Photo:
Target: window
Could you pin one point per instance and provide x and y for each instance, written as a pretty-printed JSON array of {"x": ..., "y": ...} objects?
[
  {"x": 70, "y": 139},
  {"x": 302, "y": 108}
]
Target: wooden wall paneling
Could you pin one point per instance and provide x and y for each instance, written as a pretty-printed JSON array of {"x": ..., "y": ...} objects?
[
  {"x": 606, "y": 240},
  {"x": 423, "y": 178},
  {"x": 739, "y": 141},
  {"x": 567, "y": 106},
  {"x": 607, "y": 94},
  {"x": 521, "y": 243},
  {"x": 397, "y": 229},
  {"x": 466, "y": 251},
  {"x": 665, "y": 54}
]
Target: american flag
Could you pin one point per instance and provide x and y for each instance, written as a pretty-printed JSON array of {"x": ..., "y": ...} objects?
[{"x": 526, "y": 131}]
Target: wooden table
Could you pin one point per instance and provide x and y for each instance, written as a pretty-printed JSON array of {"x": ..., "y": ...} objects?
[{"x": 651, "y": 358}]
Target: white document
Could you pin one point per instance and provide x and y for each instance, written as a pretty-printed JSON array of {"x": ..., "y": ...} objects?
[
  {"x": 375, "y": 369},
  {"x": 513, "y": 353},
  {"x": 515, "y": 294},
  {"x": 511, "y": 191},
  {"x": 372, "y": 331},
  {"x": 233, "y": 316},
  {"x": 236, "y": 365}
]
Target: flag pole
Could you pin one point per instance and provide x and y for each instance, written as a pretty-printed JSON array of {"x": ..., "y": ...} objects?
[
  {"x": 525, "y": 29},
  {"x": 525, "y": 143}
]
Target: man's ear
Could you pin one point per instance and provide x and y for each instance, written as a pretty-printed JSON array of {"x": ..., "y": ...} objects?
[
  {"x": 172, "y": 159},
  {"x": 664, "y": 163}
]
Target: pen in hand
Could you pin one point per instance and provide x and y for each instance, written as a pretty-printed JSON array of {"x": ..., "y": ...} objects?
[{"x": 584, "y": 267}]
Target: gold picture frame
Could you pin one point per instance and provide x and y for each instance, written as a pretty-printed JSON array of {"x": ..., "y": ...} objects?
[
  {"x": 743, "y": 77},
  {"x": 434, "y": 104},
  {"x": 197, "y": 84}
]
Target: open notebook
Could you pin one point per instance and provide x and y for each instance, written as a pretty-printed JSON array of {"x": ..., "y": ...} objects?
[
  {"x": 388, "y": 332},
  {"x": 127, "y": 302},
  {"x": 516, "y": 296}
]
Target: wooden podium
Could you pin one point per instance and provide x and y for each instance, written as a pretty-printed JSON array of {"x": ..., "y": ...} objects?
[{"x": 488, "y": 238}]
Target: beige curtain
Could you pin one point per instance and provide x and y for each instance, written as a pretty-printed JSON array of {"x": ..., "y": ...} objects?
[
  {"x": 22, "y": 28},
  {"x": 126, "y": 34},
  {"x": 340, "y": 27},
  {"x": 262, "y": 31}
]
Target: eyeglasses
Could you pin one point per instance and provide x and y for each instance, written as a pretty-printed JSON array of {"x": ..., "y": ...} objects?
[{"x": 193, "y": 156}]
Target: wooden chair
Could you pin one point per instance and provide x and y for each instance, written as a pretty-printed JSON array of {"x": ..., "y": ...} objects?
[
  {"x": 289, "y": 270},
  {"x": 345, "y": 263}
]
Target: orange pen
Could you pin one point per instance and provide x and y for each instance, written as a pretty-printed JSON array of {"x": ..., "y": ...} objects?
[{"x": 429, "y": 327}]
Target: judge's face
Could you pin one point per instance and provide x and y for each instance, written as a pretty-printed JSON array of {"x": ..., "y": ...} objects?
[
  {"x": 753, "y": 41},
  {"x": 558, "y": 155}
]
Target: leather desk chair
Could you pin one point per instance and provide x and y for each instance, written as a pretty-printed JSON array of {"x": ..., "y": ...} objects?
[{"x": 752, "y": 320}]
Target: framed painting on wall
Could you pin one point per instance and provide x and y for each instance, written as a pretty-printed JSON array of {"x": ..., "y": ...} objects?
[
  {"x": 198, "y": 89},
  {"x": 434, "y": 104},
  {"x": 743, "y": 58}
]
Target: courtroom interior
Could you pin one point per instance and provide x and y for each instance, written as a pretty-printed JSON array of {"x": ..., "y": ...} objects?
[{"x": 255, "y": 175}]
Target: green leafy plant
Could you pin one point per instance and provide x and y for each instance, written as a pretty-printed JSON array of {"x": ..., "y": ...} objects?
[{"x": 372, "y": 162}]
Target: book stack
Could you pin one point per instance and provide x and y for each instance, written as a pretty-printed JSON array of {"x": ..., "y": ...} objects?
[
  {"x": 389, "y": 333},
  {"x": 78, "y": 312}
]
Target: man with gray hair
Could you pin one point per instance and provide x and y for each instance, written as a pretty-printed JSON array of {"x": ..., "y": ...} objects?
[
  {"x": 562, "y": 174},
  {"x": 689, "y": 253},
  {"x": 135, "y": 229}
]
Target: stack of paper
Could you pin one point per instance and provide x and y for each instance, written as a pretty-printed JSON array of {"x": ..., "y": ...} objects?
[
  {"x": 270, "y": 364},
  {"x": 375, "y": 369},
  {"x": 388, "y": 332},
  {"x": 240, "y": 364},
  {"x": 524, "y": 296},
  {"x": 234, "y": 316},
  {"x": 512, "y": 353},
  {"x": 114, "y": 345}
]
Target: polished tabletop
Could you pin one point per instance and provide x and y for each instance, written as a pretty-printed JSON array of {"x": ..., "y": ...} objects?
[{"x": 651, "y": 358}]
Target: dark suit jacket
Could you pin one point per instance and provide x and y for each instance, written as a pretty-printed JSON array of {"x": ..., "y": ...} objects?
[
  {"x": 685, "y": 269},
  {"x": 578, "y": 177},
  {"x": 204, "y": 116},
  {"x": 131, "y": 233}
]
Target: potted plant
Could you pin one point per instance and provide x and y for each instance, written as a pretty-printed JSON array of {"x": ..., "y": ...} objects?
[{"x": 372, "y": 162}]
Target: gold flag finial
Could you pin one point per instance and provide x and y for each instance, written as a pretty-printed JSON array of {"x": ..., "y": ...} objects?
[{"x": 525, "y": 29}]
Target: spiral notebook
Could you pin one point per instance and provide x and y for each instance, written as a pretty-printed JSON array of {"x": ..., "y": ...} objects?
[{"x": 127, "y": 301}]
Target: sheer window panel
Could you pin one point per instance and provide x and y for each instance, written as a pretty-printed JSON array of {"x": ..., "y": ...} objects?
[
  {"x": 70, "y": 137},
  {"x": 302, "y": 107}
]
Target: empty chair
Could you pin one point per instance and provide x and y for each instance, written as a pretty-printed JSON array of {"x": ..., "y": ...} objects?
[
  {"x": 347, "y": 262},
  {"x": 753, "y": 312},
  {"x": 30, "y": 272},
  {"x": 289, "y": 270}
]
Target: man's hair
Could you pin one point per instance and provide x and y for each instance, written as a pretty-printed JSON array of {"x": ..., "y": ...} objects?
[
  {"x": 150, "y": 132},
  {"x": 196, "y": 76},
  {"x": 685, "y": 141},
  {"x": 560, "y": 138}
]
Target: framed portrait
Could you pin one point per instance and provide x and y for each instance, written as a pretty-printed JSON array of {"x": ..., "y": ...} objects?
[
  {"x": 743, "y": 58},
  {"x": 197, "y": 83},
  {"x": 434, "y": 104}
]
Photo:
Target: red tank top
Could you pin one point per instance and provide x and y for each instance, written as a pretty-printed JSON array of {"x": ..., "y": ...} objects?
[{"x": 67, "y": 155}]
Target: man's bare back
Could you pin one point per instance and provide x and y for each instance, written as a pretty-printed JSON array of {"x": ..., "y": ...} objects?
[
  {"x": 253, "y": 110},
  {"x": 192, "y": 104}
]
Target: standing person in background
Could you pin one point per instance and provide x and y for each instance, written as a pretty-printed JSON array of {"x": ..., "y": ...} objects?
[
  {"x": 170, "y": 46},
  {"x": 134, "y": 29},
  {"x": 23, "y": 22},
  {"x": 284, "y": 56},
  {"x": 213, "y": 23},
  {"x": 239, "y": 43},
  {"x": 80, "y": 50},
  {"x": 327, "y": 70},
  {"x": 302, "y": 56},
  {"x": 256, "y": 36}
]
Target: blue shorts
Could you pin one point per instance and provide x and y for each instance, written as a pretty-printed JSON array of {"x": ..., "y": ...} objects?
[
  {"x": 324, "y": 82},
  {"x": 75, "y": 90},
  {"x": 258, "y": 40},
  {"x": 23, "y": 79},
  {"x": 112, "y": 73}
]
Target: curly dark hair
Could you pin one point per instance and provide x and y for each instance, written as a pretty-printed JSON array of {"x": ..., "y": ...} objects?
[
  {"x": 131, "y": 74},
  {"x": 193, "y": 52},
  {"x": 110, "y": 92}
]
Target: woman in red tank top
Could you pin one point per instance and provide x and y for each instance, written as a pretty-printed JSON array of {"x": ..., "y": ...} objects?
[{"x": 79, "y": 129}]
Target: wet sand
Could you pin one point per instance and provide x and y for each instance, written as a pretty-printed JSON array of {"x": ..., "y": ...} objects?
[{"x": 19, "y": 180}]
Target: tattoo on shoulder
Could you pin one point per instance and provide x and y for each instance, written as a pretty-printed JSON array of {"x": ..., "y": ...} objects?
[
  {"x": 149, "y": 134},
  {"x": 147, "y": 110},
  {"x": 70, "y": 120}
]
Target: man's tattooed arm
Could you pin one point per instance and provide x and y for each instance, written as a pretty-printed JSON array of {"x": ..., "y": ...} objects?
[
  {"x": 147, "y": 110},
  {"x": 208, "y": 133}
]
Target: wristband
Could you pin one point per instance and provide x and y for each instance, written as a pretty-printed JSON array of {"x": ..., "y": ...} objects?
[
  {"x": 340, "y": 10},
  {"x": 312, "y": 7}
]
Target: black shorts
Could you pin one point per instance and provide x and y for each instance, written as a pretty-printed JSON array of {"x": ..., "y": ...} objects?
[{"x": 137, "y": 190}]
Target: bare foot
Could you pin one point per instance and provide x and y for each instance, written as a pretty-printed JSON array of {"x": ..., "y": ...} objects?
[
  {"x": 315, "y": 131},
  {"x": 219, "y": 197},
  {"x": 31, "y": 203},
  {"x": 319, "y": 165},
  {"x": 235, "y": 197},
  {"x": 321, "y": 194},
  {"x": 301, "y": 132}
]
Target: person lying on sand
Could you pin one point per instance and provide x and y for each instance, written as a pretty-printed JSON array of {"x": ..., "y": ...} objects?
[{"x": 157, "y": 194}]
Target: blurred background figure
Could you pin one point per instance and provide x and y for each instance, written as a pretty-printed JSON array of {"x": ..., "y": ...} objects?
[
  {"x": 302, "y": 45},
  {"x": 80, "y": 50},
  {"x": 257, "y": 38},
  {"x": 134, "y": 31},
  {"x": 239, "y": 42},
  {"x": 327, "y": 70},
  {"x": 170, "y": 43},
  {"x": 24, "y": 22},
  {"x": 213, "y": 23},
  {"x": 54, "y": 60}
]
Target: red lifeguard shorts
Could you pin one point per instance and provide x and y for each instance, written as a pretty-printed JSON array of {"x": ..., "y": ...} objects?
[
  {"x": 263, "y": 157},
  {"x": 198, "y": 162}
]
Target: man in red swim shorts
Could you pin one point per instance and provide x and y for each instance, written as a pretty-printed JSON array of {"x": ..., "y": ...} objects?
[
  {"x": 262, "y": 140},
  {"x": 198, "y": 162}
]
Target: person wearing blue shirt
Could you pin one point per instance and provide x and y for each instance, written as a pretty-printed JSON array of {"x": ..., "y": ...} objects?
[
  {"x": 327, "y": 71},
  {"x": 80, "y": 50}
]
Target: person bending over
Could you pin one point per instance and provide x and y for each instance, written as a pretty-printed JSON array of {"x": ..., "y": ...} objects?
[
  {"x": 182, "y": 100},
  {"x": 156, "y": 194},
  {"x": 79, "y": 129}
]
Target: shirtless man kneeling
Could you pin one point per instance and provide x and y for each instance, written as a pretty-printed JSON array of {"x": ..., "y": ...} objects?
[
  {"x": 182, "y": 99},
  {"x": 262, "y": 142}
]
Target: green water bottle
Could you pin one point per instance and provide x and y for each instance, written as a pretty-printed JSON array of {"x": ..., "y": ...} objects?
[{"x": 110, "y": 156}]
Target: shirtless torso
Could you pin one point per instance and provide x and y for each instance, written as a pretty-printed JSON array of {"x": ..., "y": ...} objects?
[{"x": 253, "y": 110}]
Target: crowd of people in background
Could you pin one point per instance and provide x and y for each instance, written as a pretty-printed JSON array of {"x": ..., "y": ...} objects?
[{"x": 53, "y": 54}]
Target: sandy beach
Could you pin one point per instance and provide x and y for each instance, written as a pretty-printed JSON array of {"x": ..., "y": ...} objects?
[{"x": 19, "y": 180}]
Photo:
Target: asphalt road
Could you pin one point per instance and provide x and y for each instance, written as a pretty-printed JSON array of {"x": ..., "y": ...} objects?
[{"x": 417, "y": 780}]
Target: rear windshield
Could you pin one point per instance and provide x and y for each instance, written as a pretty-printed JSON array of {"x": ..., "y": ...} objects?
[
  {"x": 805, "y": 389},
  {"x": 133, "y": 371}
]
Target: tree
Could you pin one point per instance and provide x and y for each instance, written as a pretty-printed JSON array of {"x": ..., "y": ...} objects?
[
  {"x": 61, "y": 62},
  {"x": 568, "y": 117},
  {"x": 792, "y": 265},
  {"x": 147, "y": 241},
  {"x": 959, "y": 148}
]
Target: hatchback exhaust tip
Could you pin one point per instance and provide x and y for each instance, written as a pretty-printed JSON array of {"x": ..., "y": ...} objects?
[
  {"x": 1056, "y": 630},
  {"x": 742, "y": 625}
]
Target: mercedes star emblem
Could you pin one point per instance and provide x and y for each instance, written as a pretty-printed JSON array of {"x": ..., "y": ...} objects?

§ **Written request**: Repeat only the stretch of lines that opens with the line containing "Target: tree" and closes with the final line of the entries, both included, exactly as written.

§ **Written response**:
Target: tree
Could you pin one point per instance and provide x and y for each instance, written as a pretty-printed JSON array of {"x": ..., "y": ...} objects?
[
  {"x": 61, "y": 62},
  {"x": 568, "y": 117},
  {"x": 792, "y": 265},
  {"x": 147, "y": 241},
  {"x": 959, "y": 148}
]
Target: hatchback exhaust tip
Could you pin one point per instance and provide x and y for each instance, written as a pretty-printed JSON array of {"x": ..., "y": ...} objects?
[
  {"x": 1056, "y": 630},
  {"x": 742, "y": 625}
]
Target: mercedes star emblem
Could you pin one point per instance and provide x and y for each instance, written as a pretty-printed JSON array of {"x": ..., "y": ...} objects?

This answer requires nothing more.